#### Task to complete
Retype word for word the stretch of entries below from the line that has "Target: guitar neck" through the line that has "Target: white trim", and omit the pictures.

=== Section Start ===

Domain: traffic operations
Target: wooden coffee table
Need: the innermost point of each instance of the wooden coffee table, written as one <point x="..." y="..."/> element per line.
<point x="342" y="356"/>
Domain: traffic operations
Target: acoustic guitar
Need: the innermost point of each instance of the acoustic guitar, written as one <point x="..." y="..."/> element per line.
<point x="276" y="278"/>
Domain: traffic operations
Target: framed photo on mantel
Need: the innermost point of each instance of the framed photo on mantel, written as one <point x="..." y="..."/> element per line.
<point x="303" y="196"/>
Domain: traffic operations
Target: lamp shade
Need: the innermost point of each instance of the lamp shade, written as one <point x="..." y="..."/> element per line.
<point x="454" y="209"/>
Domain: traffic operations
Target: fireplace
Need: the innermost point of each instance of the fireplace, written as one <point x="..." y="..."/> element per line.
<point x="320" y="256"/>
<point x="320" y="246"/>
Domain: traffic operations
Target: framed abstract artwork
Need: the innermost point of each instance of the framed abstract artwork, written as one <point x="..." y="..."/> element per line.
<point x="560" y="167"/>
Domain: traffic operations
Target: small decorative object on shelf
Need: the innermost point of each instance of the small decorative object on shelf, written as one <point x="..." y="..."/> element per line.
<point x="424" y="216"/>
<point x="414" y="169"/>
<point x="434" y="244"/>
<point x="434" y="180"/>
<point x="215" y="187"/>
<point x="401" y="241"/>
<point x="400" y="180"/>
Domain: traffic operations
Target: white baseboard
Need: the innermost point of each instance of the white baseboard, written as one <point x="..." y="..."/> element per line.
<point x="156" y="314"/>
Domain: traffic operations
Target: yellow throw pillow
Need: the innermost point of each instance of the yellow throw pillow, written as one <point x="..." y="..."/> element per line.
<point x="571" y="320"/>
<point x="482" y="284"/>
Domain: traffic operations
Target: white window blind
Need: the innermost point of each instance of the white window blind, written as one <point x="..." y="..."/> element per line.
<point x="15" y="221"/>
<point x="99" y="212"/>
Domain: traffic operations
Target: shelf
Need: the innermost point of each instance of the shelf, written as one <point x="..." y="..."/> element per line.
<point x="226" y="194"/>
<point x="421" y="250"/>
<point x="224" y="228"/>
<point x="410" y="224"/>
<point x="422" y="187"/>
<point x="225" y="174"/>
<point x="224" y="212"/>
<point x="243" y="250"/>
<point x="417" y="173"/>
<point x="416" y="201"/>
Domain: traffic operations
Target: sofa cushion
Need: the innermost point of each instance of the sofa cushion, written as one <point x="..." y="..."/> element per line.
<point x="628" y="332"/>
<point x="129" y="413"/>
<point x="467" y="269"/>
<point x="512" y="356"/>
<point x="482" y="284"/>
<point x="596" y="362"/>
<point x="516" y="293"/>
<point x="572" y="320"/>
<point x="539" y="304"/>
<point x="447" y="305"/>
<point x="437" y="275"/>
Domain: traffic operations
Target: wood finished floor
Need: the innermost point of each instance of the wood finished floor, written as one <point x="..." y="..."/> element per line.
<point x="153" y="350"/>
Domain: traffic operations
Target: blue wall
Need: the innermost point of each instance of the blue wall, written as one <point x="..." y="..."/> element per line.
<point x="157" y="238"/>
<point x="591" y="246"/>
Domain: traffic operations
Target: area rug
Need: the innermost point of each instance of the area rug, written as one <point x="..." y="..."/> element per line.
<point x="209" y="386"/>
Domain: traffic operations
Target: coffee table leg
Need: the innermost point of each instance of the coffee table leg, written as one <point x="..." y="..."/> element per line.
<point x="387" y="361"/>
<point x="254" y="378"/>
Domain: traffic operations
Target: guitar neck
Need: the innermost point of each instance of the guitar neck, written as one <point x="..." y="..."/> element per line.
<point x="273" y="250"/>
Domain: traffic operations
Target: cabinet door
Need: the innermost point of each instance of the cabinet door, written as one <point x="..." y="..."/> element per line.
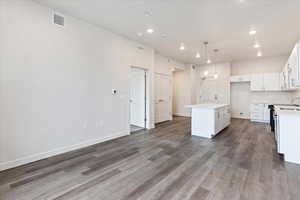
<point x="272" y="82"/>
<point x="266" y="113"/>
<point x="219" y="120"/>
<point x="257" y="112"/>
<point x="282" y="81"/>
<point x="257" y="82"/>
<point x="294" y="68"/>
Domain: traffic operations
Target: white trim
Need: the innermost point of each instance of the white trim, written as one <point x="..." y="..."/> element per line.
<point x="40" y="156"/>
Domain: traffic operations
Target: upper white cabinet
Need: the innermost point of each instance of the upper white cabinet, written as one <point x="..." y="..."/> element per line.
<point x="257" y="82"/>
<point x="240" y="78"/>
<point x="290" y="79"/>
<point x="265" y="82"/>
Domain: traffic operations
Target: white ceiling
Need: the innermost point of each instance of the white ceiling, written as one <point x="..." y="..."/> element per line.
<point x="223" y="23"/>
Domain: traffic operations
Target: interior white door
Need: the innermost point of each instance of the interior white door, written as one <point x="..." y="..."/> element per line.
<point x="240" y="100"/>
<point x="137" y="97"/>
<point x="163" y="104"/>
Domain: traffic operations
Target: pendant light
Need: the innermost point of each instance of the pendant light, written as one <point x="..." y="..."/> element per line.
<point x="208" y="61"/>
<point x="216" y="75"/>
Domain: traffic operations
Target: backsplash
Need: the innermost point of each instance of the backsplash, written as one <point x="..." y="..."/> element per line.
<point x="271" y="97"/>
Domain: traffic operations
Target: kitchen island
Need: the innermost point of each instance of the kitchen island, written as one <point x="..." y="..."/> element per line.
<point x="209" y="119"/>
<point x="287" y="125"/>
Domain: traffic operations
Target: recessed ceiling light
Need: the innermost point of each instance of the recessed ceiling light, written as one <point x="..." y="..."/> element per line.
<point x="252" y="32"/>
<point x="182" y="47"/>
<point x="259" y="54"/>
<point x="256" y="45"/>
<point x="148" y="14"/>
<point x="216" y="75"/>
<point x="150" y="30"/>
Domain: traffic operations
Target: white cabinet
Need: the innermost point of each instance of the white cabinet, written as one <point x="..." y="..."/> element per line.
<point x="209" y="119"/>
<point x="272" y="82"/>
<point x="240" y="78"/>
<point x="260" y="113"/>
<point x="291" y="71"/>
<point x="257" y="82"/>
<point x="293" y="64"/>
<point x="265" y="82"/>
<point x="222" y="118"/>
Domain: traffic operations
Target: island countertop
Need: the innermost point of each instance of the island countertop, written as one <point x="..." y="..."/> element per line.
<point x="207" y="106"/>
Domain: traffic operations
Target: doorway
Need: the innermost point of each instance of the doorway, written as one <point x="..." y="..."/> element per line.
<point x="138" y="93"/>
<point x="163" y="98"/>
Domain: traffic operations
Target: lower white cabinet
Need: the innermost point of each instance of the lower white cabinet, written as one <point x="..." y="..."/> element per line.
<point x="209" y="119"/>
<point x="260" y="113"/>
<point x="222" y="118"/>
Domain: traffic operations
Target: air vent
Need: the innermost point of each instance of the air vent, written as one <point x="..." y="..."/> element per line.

=== Section End ===
=== Section Start ===

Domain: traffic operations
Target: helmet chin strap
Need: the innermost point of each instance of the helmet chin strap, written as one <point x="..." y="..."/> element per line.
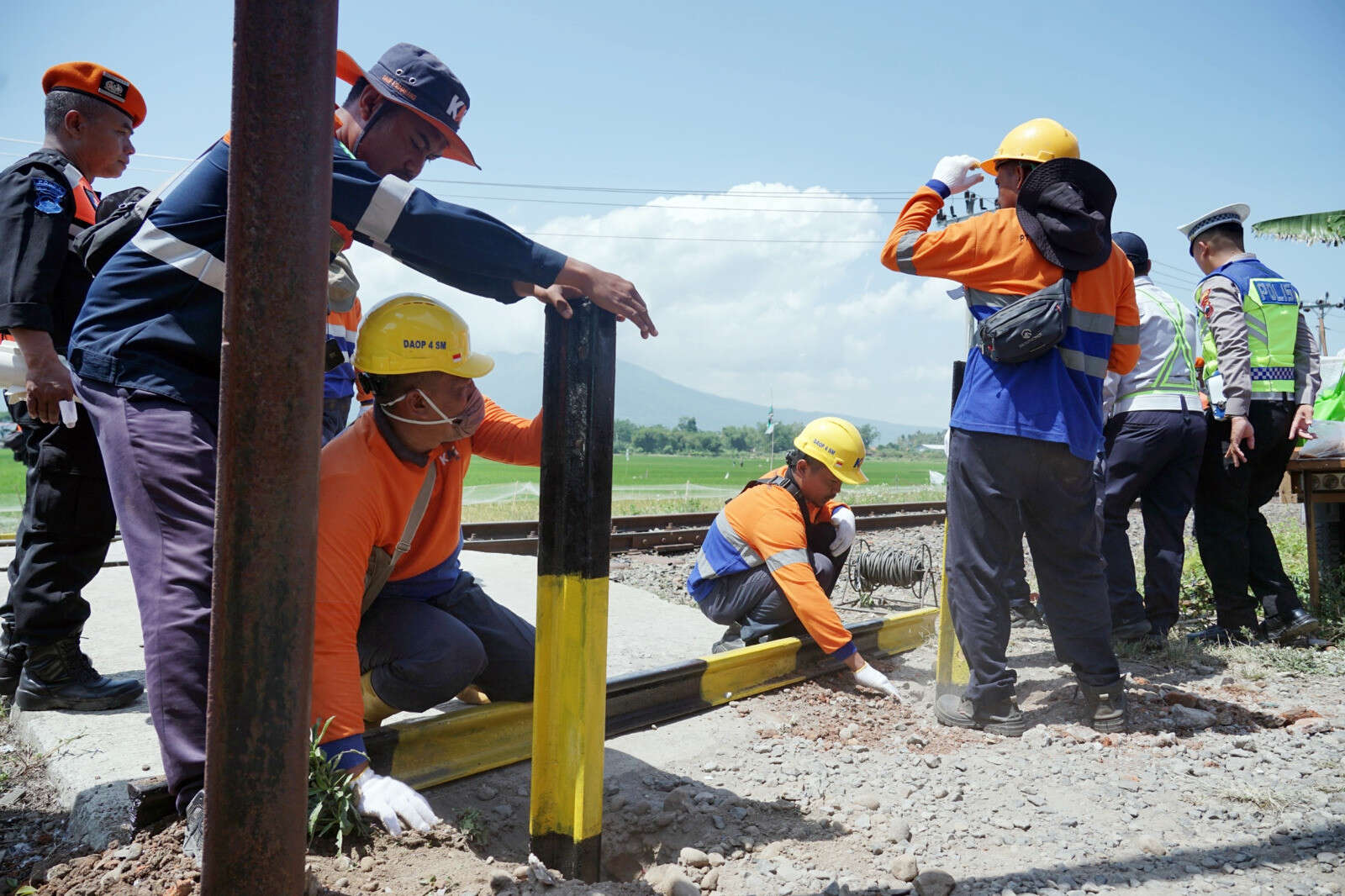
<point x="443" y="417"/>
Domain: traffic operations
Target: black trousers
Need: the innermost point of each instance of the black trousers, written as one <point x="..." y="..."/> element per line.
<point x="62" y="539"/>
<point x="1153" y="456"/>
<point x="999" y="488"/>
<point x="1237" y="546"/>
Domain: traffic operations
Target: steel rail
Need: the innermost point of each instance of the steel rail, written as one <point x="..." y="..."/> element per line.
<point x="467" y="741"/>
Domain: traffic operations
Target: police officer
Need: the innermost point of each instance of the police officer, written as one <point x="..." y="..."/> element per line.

=== Section End ===

#### Your solution
Target: guitar neck
Need: the innermost point of each instance of the guitar neck, written as one <point x="..." y="..."/> element per line.
<point x="273" y="250"/>
Domain: traffic operations
Target: cabinet door
Need: the innermost point of each instance of the cabinet door, written as one <point x="..." y="..."/> element per line.
<point x="272" y="82"/>
<point x="266" y="113"/>
<point x="219" y="120"/>
<point x="257" y="112"/>
<point x="282" y="81"/>
<point x="257" y="82"/>
<point x="294" y="68"/>
Domain: traffic operations
Target: white trim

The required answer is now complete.